━━━━━ SOURCE DATA
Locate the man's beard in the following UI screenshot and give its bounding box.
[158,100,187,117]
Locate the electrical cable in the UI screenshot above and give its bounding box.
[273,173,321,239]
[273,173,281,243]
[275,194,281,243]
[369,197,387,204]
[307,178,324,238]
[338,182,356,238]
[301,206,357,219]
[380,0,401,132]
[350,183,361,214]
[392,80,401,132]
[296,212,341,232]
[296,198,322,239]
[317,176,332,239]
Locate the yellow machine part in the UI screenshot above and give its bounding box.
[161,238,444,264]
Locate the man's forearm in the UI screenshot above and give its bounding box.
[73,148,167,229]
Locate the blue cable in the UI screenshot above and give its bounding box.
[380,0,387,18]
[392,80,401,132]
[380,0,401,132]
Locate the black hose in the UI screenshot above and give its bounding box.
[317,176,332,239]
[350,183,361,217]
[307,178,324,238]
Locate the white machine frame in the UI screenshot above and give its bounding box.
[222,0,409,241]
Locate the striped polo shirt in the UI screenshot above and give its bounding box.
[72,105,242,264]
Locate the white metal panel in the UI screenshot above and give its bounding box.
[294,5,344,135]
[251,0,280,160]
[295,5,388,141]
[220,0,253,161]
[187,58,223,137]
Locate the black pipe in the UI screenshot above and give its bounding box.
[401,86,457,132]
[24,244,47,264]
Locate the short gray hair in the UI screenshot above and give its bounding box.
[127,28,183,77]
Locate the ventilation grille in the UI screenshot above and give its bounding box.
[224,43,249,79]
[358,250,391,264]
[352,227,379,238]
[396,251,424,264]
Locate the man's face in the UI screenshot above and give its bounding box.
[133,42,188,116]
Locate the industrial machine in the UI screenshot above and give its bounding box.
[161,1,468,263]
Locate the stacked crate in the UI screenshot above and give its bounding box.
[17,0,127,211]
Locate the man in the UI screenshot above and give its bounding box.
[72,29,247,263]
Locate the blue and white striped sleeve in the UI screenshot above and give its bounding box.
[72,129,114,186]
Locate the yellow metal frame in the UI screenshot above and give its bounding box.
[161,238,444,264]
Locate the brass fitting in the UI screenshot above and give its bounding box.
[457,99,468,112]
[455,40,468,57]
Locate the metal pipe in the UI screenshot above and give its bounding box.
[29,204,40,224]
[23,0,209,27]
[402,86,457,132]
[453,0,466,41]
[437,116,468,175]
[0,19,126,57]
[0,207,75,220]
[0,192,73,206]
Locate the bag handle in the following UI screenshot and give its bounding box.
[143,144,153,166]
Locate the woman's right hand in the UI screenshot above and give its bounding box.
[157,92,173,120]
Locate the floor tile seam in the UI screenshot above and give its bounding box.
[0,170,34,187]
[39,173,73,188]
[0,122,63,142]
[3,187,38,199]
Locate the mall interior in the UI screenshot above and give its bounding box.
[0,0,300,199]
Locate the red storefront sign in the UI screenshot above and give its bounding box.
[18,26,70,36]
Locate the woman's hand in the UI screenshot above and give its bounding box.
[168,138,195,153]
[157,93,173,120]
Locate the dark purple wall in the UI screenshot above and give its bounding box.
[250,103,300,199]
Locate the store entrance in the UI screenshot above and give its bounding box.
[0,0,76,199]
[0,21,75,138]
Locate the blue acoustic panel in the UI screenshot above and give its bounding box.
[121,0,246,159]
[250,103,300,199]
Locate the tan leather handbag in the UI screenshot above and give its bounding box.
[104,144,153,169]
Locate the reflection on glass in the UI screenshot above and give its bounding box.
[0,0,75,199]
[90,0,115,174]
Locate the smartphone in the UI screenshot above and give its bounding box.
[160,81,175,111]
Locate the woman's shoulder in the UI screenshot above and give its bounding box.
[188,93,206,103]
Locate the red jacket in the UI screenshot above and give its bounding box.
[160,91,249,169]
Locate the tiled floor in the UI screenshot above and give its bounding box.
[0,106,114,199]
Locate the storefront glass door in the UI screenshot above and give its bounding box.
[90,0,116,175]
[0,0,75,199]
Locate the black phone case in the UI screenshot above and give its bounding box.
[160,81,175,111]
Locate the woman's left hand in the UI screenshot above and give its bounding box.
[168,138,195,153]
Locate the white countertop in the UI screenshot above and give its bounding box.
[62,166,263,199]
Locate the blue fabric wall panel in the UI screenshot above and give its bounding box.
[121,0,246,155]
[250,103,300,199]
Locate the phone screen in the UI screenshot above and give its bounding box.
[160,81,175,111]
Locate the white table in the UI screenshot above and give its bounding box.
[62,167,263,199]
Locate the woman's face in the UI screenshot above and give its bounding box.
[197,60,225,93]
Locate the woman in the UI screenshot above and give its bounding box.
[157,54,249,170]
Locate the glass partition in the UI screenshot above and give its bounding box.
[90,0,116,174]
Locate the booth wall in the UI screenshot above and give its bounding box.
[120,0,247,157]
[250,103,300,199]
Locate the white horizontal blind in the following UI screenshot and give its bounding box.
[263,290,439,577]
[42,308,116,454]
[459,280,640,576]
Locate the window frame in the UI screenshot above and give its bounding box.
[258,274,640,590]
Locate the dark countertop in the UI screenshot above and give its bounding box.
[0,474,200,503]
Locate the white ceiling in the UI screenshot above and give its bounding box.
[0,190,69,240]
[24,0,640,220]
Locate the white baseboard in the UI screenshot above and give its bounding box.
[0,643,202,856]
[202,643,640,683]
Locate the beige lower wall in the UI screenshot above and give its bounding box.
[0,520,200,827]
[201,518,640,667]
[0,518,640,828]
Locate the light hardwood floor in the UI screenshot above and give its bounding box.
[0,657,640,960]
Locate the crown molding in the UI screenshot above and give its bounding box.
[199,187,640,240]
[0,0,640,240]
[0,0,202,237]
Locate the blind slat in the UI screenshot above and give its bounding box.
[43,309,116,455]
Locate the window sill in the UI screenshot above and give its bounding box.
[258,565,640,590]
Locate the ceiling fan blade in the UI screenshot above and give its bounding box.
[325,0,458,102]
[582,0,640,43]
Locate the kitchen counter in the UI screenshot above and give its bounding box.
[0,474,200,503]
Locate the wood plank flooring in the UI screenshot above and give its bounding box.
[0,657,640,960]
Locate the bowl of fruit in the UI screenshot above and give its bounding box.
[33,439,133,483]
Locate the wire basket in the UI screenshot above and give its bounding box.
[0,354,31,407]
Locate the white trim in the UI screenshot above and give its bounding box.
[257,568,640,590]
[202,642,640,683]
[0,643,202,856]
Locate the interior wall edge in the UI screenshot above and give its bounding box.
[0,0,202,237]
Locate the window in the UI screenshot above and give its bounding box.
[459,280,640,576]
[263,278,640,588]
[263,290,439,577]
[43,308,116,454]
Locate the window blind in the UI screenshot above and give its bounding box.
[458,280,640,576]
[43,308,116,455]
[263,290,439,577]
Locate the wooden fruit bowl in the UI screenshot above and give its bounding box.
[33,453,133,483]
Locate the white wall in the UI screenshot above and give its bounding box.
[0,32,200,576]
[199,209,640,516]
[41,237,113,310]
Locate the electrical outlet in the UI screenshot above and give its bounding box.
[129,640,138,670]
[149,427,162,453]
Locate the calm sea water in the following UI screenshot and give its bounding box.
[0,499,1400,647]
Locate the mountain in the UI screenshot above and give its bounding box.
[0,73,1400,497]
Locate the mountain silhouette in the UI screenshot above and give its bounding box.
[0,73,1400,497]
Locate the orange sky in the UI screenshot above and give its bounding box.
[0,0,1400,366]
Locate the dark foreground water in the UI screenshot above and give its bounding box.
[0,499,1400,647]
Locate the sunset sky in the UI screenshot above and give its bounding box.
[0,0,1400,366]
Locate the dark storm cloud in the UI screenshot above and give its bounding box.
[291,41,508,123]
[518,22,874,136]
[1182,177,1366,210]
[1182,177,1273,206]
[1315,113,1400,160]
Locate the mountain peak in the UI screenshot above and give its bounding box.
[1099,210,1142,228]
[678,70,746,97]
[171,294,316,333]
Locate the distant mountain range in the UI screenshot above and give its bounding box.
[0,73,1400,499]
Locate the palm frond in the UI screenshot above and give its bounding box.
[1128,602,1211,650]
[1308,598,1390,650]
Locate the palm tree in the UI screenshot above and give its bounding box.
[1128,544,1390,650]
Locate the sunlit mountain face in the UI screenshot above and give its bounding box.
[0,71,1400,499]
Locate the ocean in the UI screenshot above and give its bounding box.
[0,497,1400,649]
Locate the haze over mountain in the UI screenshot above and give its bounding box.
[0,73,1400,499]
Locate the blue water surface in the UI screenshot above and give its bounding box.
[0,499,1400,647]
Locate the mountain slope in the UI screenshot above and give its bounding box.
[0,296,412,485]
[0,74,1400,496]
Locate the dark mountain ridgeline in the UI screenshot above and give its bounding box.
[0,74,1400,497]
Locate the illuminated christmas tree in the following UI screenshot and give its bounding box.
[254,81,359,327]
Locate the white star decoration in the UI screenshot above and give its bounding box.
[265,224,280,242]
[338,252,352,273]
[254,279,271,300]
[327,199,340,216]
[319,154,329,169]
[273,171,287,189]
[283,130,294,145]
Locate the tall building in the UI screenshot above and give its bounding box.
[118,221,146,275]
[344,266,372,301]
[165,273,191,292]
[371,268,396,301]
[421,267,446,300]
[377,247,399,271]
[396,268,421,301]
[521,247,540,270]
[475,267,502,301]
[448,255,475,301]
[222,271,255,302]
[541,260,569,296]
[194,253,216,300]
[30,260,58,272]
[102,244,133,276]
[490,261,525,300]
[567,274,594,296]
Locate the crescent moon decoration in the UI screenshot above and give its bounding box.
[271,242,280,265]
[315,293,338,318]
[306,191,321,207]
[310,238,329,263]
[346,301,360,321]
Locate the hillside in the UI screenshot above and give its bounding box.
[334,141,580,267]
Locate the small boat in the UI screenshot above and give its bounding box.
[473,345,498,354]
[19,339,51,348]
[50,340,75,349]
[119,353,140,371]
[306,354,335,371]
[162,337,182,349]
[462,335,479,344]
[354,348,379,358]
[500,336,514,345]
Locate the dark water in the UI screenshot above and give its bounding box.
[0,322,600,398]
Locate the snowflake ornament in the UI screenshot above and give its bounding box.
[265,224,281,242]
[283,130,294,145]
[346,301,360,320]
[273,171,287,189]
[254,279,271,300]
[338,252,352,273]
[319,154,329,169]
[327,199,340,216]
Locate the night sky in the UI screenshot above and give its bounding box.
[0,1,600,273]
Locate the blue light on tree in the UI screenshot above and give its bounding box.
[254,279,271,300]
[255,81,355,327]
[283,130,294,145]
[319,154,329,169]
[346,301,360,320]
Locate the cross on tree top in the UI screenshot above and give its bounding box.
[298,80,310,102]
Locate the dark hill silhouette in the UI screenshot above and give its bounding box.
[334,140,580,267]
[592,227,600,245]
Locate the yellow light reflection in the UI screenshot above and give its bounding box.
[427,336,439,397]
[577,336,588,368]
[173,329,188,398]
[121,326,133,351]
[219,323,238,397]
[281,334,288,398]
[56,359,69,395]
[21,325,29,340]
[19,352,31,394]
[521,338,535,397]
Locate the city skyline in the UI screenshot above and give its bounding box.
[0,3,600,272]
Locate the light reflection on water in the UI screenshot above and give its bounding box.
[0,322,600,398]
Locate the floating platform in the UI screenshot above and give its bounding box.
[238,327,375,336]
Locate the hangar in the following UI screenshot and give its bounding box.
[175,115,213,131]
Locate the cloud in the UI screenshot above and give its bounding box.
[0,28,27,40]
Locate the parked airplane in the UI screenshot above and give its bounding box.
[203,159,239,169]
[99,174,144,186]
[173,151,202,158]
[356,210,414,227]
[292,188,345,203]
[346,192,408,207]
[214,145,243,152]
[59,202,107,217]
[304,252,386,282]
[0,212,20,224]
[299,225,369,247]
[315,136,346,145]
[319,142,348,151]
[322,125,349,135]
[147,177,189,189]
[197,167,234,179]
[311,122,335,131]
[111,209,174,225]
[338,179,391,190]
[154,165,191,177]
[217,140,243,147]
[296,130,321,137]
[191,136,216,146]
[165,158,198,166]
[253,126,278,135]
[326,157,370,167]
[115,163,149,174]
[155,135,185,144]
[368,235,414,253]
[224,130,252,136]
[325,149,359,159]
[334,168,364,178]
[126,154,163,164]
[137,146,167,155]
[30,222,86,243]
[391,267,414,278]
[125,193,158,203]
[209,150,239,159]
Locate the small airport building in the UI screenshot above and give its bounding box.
━━━━━━━━━━
• **EXERCISE**
Reproduce everything from the line containing "Locate the window blind" down to the line containing "[0,74,1400,496]", requests included, but increase every coordinate in the answers by 20.

• **THE OUTPUT**
Locate the window blind in the UI screenshot above and give its bounding box.
[478,300,660,596]
[63,328,136,475]
[283,310,459,597]
Locate the wooden fruit bowl in the UI screenshot above and give its bounding box.
[53,473,153,503]
Locate the white wall in the UI screenshot above and give its bounding box.
[20,52,220,596]
[219,229,660,536]
[61,257,133,330]
Locate the electrical outlet in the UI screenshot above and give its bounding box.
[149,660,158,690]
[169,447,182,473]
Locate the calm sea water in the following UI screenshot and give its bounding box.
[20,519,1420,667]
Locate the mountain in the UI screenshot above and give its bounding box.
[20,93,1420,517]
Locate the mountain silhouette in the UI screenshot above and give its bounding box.
[20,93,1420,517]
Locate the orange sky in the UI screenshot above and give its bounding box.
[20,20,1420,386]
Locate the dark foreground water in the UI screenshot above and give its bounding box.
[20,519,1420,667]
Locate the sunset sky in the UI screenshot above and give its bounding box.
[20,20,1420,386]
Locate the dark storm cloud in the UI screenshot above and give its bounding box.
[311,61,528,143]
[538,42,894,156]
[1202,197,1386,230]
[1202,197,1293,226]
[1335,133,1420,180]
Locate the mountain peak in the UI screenshot above and give its bounding box.
[1119,230,1162,248]
[698,90,766,117]
[191,314,336,353]
Locate the distant mountain range in the UI screenshot above and give its bounding box.
[20,93,1420,519]
Locate the palm frond in the UI screenshot above and give its bounding box.
[1148,622,1231,670]
[1328,618,1410,670]
Locate the palm tree in the UI screenshot above and give its bounding box.
[1148,564,1410,670]
Locate the sunlit mountain face in the UI screenshot above and give its bounding box.
[20,91,1420,519]
Locate the ocean in the UI screenshot above and give its bounding box.
[20,517,1420,669]
Locate the haze over mountain in the UI screenshot above and give its bounding box.
[20,93,1420,519]
Locate the blue water surface in the UI screenshot above and give its bounding box.
[20,519,1420,667]
Locate the mountain slope in the UI screenshot above and give its bounding box.
[20,316,432,505]
[20,94,1420,516]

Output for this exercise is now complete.